> _WORK INSTRUCTION_
Which lines run from the one containing "would you mind locating the white banner" to the end of the entries below? Retype exactly those, both ends included.
======== SUPPLIED DATA ========
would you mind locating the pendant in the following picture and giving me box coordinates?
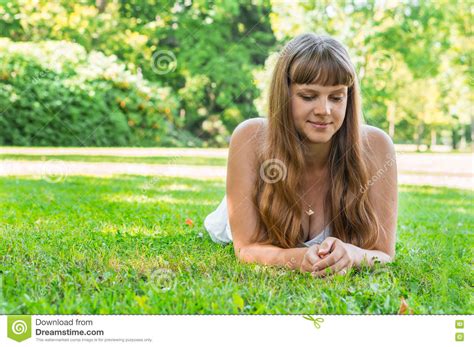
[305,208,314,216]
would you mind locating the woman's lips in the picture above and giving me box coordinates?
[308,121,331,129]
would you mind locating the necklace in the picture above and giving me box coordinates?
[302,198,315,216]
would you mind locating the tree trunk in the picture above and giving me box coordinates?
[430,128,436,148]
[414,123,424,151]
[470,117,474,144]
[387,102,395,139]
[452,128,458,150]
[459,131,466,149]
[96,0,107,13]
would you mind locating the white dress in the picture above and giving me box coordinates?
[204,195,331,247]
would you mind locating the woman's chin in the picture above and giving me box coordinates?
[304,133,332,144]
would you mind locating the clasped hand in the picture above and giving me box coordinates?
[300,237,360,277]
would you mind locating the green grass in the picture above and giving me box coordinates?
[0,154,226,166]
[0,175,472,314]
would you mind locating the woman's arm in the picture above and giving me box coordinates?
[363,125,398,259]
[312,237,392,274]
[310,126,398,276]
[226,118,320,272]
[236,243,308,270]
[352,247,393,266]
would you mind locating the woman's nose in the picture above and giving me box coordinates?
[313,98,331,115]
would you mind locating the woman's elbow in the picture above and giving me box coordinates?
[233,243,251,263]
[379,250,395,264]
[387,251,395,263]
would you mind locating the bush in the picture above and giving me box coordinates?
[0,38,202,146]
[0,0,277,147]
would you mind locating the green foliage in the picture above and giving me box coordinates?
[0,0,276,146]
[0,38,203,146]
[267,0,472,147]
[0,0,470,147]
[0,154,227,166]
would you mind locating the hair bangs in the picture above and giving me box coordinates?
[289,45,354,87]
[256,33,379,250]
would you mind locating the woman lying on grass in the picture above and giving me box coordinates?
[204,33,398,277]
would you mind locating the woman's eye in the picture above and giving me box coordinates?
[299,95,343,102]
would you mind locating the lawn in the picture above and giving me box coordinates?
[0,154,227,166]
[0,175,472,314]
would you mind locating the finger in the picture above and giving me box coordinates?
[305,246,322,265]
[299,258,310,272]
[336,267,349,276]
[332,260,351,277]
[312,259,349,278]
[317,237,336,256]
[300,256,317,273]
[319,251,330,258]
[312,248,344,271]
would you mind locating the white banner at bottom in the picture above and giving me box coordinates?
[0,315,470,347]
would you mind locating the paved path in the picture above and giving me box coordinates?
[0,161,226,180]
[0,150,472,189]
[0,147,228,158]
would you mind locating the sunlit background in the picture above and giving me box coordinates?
========
> _REPLY TO THE EXERCISE_
would you mind locating the white banner at bottom in the picture above and giving me box coordinates?
[0,315,470,347]
would you mind locating the paved path in the picture above and giving me box coordinates?
[0,161,226,180]
[0,150,472,189]
[0,147,228,158]
would you mind locating the sunlit background in the picture above and giving me box coordinates?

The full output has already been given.